▶ **REQUIRED WORK**: Using the article below on moving during the pandemic, explain in one to three sentences why people are leaving major cities.

▶ **EXTRACT PROVIDED**:

◇ ◇ ◇ ◇ ◇

I Moved During The Pandemic — These Are My Only Two Tips 

I moved During Covid-19

In August, during the pandemic, I moved from Manhattan New York to Brooklyn New York. It wasn’t the biggest move, but it still involved the stressful process of moving that millions of Americans will experience. In fact, 14 to 23 million Americans plan on moving as a result of remote work, according to a recent Upwork report, so it’s important to know solid moving tips during the pandemic.

In the report, 20.6% people surveyed currently live in major cities and plan to move, which reveals that major cities will see the biggest out-migration. Why are people moving? The opportunities are enormous. People can get less expensive housing since the housing market was rocked, and with the benefit of working from home and offices closed, people don’t exactly need to be in a major city. People are also moving great distances, at least two hours away from their current location, according to the report. 

I’m no stranger to moving. I’ve moved from Atlanta to Toronto to New York City to Los Angeles to New Orleans and back to New York, and I moved many times within those cities. Moving is demanding, but it doesn’t need to be agonizing. In fact, if you plan right, you can have a successful move, which is the priority during Covid-19, and I had perhaps one of the easiest, stress-free moves in my life. 

Here are my two moving tips during Covid-19 that will help you have a successful move. 

1. Research the heck out of the moving company. 

Moving NYC apartments

Don’t look for the cheapest company, which is what I used to do in the past. In fact, I found myself doing the same thing out of habit with my recent move. I booked a moving company in NYC that was half the average price for my criteria (1 bedroom, 4th floor walk up, etc), and I booked them right away. They wrote back with vague information and didn’t ask me much questions. I knew the services wouldn’t be white gloved, so I didn’t question it right away.

◇ ◇ ◇ ◇ ◇

▶ **EXCERPTED RECORDS**:
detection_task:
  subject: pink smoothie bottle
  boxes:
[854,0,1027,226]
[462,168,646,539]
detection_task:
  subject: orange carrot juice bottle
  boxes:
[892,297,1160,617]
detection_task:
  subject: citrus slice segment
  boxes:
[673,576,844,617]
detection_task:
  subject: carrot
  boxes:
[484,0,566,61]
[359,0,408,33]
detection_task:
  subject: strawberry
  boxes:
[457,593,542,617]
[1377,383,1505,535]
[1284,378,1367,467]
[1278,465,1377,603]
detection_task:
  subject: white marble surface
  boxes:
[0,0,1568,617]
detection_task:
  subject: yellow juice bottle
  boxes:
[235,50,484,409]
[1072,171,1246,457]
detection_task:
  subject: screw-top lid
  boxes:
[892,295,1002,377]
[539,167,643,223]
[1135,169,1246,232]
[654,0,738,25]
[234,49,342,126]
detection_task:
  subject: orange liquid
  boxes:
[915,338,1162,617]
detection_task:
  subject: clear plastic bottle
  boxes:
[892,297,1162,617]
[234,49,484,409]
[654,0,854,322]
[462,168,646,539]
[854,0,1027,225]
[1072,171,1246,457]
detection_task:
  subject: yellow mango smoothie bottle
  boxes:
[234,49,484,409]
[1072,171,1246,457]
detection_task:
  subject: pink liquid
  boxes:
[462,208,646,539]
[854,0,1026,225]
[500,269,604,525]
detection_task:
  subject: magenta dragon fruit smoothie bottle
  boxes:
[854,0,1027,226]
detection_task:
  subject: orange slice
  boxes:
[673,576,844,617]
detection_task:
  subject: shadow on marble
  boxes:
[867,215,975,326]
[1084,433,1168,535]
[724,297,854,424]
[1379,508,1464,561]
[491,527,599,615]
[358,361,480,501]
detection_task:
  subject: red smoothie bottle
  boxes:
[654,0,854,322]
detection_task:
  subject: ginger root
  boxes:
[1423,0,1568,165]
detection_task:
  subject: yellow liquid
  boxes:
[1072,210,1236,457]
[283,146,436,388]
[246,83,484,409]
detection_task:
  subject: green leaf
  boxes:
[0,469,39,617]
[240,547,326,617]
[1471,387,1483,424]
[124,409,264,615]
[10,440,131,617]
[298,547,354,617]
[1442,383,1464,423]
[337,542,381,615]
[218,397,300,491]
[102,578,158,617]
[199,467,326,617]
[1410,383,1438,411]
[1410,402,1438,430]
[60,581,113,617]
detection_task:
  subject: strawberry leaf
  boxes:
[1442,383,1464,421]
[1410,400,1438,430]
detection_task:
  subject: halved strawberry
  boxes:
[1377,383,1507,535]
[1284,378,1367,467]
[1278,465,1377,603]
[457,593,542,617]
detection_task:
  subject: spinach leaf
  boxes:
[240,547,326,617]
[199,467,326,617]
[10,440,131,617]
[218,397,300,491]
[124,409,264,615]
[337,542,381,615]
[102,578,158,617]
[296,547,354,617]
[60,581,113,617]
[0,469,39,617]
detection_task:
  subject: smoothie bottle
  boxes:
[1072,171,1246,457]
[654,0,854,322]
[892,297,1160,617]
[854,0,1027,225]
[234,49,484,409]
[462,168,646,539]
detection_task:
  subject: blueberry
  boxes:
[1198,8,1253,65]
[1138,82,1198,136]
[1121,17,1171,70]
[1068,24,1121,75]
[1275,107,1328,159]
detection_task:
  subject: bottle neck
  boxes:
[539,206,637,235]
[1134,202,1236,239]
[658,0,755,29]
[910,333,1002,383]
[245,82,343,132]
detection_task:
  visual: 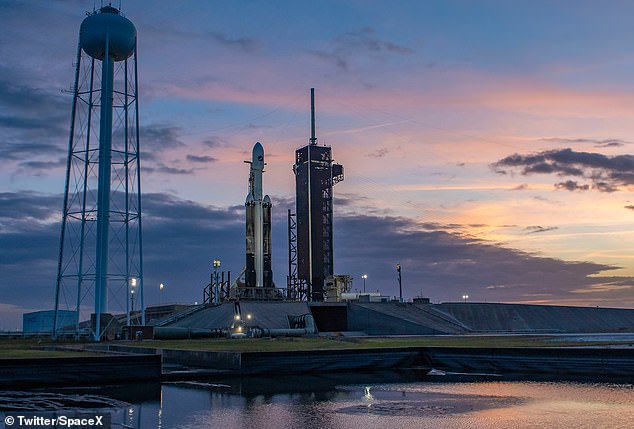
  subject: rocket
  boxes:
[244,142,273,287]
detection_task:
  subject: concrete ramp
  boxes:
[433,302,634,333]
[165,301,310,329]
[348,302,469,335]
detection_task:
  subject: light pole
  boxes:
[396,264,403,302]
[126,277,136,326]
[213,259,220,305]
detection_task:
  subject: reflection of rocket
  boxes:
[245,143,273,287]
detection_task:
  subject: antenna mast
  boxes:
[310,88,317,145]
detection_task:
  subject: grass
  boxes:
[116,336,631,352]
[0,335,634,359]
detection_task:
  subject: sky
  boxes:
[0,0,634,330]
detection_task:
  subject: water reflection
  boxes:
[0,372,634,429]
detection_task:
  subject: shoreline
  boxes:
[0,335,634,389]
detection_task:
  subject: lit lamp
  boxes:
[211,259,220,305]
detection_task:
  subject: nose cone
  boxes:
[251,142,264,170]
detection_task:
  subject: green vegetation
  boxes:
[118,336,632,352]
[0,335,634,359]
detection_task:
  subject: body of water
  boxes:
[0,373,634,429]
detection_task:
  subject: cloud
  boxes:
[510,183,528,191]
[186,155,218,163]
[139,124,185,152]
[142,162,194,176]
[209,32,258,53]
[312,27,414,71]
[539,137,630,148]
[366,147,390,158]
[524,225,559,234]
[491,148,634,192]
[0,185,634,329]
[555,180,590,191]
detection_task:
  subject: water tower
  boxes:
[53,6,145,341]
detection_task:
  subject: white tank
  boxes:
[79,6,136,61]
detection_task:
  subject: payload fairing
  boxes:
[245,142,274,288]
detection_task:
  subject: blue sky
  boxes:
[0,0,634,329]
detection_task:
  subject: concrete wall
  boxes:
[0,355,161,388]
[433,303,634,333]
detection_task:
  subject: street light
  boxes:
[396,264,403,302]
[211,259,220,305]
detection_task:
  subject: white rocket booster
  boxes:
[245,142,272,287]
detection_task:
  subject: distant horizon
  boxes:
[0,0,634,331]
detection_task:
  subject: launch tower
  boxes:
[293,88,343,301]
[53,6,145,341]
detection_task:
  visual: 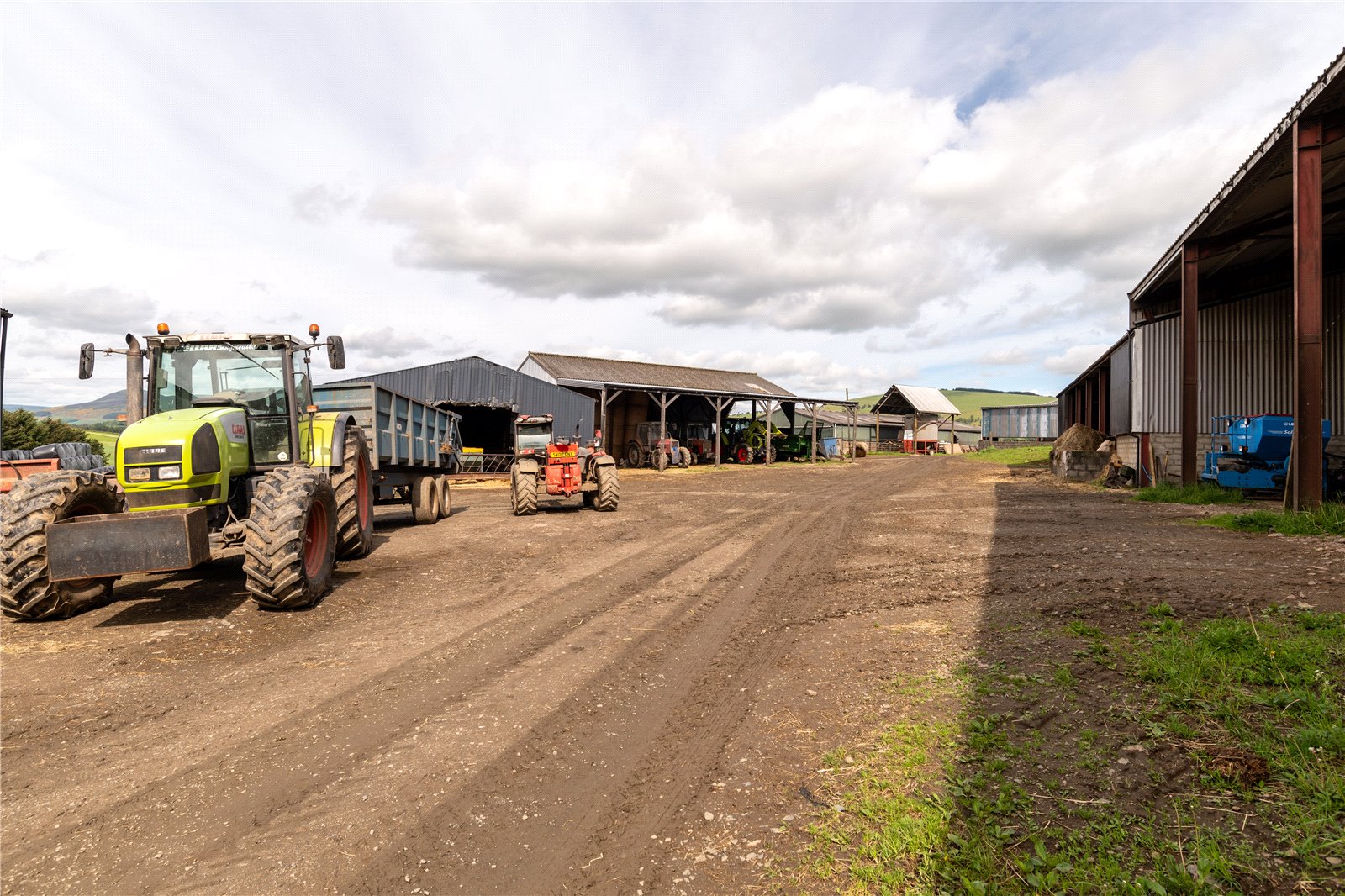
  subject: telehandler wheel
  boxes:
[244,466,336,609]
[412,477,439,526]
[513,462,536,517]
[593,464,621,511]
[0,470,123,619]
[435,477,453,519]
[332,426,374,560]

◇ ◇ ◇ ◇ ◇

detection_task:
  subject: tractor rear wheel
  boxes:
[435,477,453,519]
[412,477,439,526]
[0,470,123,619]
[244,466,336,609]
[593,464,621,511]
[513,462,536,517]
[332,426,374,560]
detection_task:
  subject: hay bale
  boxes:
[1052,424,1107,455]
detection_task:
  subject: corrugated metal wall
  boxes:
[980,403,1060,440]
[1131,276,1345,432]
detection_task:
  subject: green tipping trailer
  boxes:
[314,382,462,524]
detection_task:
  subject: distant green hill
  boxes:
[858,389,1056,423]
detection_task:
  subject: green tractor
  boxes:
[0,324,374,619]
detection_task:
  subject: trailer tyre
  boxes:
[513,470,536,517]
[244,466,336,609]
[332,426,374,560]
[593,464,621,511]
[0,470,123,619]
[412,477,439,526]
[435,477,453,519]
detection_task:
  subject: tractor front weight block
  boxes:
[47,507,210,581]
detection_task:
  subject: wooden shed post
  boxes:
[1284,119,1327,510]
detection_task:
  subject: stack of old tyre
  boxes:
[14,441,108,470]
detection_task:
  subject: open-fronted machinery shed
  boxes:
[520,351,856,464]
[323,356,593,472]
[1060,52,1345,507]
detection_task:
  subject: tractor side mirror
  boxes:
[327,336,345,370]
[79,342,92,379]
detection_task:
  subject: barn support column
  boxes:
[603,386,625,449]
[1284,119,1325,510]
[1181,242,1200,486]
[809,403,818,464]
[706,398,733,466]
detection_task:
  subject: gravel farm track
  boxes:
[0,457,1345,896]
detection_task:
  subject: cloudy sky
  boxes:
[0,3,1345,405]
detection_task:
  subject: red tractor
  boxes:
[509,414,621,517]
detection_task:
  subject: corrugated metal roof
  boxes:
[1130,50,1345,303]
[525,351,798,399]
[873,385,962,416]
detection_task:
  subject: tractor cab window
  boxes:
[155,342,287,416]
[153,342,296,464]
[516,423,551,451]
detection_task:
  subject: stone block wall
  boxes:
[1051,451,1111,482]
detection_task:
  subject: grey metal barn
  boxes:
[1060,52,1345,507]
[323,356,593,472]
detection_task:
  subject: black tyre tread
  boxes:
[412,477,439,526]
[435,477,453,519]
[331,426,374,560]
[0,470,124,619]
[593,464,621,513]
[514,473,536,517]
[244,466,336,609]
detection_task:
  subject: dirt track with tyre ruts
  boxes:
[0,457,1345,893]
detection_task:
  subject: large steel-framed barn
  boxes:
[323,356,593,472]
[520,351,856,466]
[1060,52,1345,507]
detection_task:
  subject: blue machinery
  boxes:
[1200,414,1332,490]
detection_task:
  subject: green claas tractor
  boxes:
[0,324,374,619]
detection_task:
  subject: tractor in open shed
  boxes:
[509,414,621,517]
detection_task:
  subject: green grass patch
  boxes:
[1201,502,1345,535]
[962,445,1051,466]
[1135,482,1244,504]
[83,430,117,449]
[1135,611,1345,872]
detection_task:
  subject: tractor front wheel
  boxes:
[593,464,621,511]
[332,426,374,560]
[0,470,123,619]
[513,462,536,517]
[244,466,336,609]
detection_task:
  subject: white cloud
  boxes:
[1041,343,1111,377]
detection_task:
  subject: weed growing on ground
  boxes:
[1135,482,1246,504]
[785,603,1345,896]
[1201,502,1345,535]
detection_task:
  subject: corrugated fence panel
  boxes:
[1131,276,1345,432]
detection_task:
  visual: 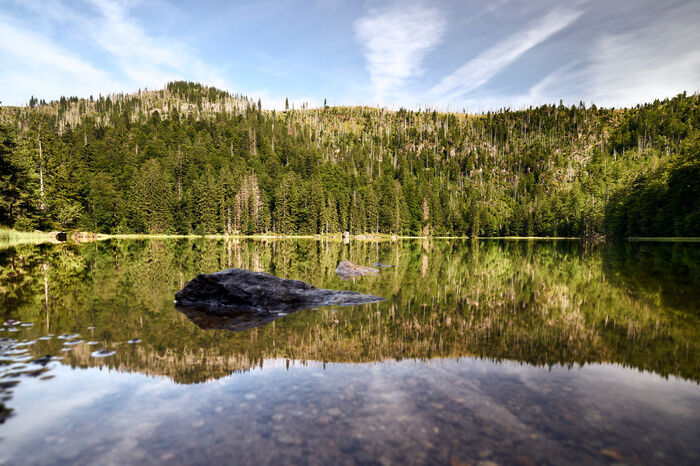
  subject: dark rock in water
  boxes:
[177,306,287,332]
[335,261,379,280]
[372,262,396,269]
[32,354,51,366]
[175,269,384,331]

◇ ◇ ◇ ◇ ◇

▶ **COMPLETED EXERCISE**: Housing has become less expensive because the market was rocked, so people can find cheaper places to live. Because they can work from home and offices are closed, they don't really need to be in a major city.